Please transcribe the data that follows, keeping every line exact.

*** Task data Section Begins ***

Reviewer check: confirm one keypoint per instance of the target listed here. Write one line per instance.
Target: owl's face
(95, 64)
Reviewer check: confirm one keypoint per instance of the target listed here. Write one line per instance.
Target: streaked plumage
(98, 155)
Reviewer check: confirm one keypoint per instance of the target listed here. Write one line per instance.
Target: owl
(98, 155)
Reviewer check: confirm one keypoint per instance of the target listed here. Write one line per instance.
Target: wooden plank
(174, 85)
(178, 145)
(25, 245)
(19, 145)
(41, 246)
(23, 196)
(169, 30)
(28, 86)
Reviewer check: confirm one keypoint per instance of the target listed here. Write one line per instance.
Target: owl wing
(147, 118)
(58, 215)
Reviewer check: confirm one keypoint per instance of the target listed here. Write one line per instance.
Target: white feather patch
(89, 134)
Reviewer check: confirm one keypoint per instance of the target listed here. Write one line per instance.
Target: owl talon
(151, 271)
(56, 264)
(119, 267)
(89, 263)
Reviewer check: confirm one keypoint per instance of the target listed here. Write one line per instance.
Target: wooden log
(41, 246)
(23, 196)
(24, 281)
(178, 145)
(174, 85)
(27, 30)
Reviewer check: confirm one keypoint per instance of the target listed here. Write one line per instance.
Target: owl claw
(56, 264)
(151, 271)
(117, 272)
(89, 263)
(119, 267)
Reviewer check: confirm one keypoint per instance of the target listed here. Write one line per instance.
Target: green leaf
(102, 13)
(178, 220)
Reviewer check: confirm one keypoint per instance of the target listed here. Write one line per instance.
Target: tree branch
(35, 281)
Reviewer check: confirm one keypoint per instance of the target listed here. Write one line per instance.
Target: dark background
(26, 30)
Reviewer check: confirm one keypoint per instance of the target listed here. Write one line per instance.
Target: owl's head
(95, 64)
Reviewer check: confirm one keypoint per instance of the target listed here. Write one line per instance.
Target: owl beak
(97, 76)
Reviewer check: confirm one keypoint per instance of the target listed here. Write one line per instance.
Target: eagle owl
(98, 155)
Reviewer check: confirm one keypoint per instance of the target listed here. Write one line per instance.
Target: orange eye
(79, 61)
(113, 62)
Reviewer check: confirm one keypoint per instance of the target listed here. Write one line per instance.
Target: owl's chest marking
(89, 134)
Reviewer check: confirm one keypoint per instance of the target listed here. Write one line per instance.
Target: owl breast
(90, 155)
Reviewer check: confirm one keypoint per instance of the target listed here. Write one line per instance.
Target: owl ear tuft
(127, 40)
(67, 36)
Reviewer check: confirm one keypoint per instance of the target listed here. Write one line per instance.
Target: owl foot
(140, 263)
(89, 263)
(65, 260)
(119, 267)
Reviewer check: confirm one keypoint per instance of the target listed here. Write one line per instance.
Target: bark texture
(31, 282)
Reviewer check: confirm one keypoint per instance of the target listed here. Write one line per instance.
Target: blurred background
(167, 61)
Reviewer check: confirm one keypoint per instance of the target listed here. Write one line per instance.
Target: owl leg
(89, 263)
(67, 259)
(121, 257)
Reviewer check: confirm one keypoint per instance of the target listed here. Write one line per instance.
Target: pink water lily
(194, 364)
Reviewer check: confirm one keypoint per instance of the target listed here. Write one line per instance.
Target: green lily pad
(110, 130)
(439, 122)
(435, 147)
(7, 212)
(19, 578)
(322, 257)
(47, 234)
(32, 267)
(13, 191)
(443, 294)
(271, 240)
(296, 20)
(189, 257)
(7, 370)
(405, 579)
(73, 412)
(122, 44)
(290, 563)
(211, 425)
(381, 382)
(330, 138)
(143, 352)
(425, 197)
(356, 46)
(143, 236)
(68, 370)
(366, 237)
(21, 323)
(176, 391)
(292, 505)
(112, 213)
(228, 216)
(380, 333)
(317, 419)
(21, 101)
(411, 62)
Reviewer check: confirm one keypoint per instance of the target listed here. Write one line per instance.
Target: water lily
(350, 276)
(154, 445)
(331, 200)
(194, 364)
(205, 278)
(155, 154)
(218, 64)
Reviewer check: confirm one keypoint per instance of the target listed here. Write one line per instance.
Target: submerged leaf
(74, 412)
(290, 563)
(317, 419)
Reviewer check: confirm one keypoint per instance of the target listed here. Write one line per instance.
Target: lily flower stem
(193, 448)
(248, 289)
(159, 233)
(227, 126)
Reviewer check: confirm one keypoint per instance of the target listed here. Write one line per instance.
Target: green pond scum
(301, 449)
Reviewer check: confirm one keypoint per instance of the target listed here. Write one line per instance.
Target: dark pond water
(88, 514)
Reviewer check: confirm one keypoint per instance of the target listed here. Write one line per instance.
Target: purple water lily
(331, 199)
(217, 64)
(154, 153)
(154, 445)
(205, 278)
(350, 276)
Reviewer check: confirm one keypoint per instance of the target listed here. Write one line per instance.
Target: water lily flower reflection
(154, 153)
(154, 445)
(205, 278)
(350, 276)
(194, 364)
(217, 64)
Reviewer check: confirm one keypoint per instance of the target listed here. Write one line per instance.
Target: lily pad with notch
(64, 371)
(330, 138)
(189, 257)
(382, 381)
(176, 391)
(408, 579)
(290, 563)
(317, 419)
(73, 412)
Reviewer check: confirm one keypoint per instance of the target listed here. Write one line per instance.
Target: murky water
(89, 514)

*** Task data Section Ends ***

**Solution below**.
Reviewer check: confirm one keypoint per instance of the target listed here. Write one line per instance.
Target: owl's face
(95, 64)
Reviewer check: confirm one keypoint per instance of the target listed here. Write one line per instance.
Target: streaked plumage
(98, 155)
Reviewer check: confirm one keypoint per instance of the target listed here. Write one line per instance.
Target: owl
(98, 155)
Reviewer check: confirm one keypoint per instance of the target listed here. Write one line per instance.
Target: wooden plank
(174, 85)
(178, 145)
(25, 245)
(19, 145)
(41, 246)
(23, 196)
(169, 30)
(28, 86)
Reviewer check: confirm one keypoint per instance of the target listed here. Write one line per instance.
Target: owl wing
(147, 118)
(58, 215)
Reviewer check: confirm one keypoint per instance of the target listed here. Write one line per instance.
Target: white feather patch
(89, 134)
Reviewer check: confirm one keypoint per instance of the target listed here. Write one line per instance.
Target: owl talon
(151, 271)
(56, 264)
(119, 267)
(89, 263)
Reviewer check: confirm one keypoint per instance of the target listed here. Write one line per instance.
Target: wooden log
(41, 246)
(23, 196)
(24, 281)
(178, 145)
(174, 85)
(27, 30)
Reviewer check: confirm one keypoint per instance of the target listed here. Write one line per instance.
Target: owl claw
(56, 264)
(151, 271)
(117, 272)
(89, 263)
(119, 267)
Reviewer check: confirm one keypoint per instance of the target listed here. Write one line per instance.
Target: green leaf
(102, 13)
(178, 220)
Reviewer check: confirm one keypoint per instance of the target listed here. Write one line per instance.
Target: tree branch
(35, 281)
Reviewer check: confirm one keypoint per instance of the target listed here. Write one line per instance.
Target: dark background
(26, 30)
Reviewer check: confirm one keypoint per instance of the target listed here. Write one line per instance.
Target: owl's head
(95, 64)
Reviewer check: confirm one keypoint per instance of the target listed here. Write one line per instance.
Target: owl beak
(97, 76)
Reviewer check: confirm one keypoint per instance of the target listed here. Write one line per instance.
Target: eagle owl
(98, 155)
Reviewer check: confirm one keypoint per instance of the target listed here. Write one line per instance.
Target: orange eye
(79, 61)
(113, 62)
Reviewer check: confirm one keypoint per instance of the target listed here. Write one line per instance.
Target: owl's chest marking
(89, 134)
Reviewer check: confirm one keypoint per instance of the target listed here. Write one line per instance.
Target: owl breast
(90, 155)
Reviewer check: confirm one keypoint per instance of the target listed here. Write one line per instance.
Target: owl ear tuft
(127, 40)
(67, 36)
Reviewer check: confirm one keypoint per instance of the target listed here. Write one line per instance.
Target: owl foot
(140, 263)
(89, 263)
(65, 260)
(119, 267)
Reviewer check: confirm one keypoint per instance of the target listed here. Write one line per instance.
Target: bark texture
(31, 282)
Reviewer check: confirm one keypoint per instance of the target listed here. Write one line per instance.
Target: blurred background
(167, 61)
Reviewer check: confirm one keypoint per instance of the target listed here. Write one line per instance.
Target: owl leg
(89, 263)
(67, 259)
(121, 257)
Reviewer check: confirm one keypoint per instance of the target listed here. Write one line per instance.
Target: pink water lily
(194, 364)
Reviewer check: confirm one keypoint per instance of the target listed here. Write one line per instance.
Target: green lily pad
(110, 130)
(439, 122)
(435, 147)
(7, 212)
(19, 578)
(322, 257)
(47, 234)
(32, 267)
(13, 191)
(443, 294)
(271, 240)
(296, 20)
(189, 257)
(7, 370)
(405, 579)
(73, 412)
(122, 44)
(290, 563)
(211, 425)
(381, 382)
(330, 138)
(143, 352)
(425, 197)
(356, 46)
(143, 236)
(68, 370)
(366, 237)
(21, 323)
(176, 391)
(292, 505)
(112, 213)
(228, 216)
(380, 333)
(317, 419)
(21, 101)
(411, 62)
Reviewer check: confirm one keypoint per instance of the target listed here. Write one line per instance.
Target: water lily
(350, 276)
(154, 445)
(331, 200)
(194, 364)
(205, 278)
(155, 154)
(218, 64)
Reviewer check: confirm one keypoint per instance of the target listed here. Write one line per instance.
Target: submerged leaf
(74, 412)
(290, 563)
(317, 419)
Reviewer check: confirm one keypoint per instance of the target listed here. Write one line per instance.
Target: lily flower stem
(193, 448)
(248, 289)
(159, 233)
(227, 126)
Reviewer check: confirm one keypoint per instance of the target listed here. Write one line per instance.
Target: green pond scum
(301, 449)
Reviewer check: confirm one keypoint per instance of the target listed here. Write one line per instance.
Target: dark pond water
(88, 514)
Reviewer check: confirm one keypoint per instance of the target listed here. Write one line per instance.
Target: purple water lily
(331, 199)
(217, 64)
(154, 153)
(154, 445)
(205, 278)
(350, 276)
Reviewer check: confirm one keypoint per instance of the target listed here. Write one line per instance.
Target: water lily flower reflection
(154, 153)
(154, 445)
(205, 278)
(350, 276)
(194, 364)
(217, 64)
Reviewer check: confirm one keypoint per instance of the target listed here. Write one line per instance.
Target: lily pad with notch
(64, 371)
(330, 138)
(189, 257)
(382, 381)
(176, 391)
(408, 579)
(290, 563)
(317, 419)
(73, 412)
Reviewer check: confirm one keypoint per instance of the target listed here. Write one line per instance.
Target: murky water
(89, 514)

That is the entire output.